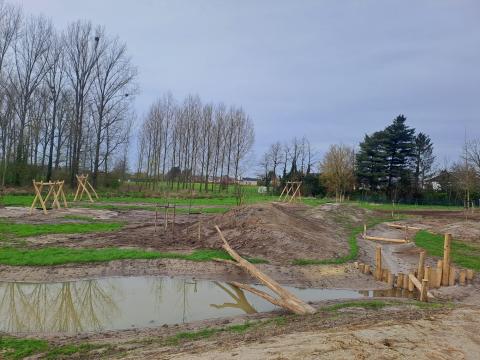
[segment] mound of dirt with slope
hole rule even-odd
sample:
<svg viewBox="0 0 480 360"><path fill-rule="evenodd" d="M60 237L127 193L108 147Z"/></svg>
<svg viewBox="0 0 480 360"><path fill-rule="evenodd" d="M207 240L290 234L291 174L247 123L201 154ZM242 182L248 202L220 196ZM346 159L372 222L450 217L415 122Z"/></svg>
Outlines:
<svg viewBox="0 0 480 360"><path fill-rule="evenodd" d="M244 206L206 220L202 236L192 236L198 224L185 229L193 247L218 248L218 225L240 253L271 263L294 259L330 259L349 252L348 225L361 223L366 211L347 205L264 203ZM198 234L198 231L197 231Z"/></svg>

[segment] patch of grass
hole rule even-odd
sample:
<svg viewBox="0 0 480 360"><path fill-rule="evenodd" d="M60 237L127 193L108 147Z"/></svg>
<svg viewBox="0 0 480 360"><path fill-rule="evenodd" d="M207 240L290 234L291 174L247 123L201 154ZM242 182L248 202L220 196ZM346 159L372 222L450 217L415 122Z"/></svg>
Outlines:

• • • • •

■ TRY IT
Verbatim repetition of the entries is required, excluding any pictures.

■ RESULT OF THIS TASK
[segment] mound of dirt with slope
hole rule even-odd
sample:
<svg viewBox="0 0 480 360"><path fill-rule="evenodd" d="M60 237L127 193L108 147Z"/></svg>
<svg viewBox="0 0 480 360"><path fill-rule="evenodd" d="M207 240L290 234L291 174L247 123L201 154ZM242 182L248 202L220 196ZM346 159L372 222L450 217L415 122Z"/></svg>
Outlines:
<svg viewBox="0 0 480 360"><path fill-rule="evenodd" d="M244 206L206 220L202 236L192 236L198 224L185 229L193 247L218 248L218 225L240 253L271 263L294 259L330 259L349 252L348 225L361 223L366 211L347 205L264 203ZM198 234L198 231L197 231Z"/></svg>

[segment] patch of grass
hole rule even-odd
sample:
<svg viewBox="0 0 480 360"><path fill-rule="evenodd" d="M60 237L127 193L108 147Z"/></svg>
<svg viewBox="0 0 480 360"><path fill-rule="evenodd" d="M207 240L290 234L291 174L247 123L201 154ZM242 182L248 202L220 196ZM346 159L372 222L450 217L415 122Z"/></svg>
Outlines:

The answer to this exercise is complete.